***** DATA FOR THIS EXERCISE *****

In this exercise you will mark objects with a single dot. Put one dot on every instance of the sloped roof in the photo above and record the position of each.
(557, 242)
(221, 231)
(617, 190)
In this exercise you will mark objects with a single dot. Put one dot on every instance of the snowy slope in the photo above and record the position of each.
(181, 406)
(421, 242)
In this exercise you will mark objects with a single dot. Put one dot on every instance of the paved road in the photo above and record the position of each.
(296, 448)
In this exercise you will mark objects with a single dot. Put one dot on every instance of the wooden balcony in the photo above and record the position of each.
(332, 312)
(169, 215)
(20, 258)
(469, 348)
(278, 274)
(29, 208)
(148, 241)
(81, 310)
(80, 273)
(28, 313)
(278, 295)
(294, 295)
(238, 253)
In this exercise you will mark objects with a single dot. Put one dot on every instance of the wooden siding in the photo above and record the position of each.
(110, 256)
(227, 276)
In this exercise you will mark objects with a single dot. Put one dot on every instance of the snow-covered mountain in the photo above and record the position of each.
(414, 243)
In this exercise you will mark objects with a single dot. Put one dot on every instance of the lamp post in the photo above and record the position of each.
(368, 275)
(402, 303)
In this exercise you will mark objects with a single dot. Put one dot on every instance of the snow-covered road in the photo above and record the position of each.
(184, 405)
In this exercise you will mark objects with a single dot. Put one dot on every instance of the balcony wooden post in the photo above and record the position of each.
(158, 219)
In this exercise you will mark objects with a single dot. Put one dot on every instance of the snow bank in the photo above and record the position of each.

*****

## [WRITTEN REQUEST]
Rewrite the stretch of the records from the line containing "of the balcony" through the end of the records, requests included, and shift every coordinate in the answers by -145.

## [EXERCISE OUTPUT]
In this exercise you will mark objects with a single dot. Put one dot on every instance of the balcony wooden post in the photo above and record the position of each.
(13, 74)
In this exercise you will mark objects with a single dot. Put one dot on every instance of the snow bank in the photo above and record the position of each.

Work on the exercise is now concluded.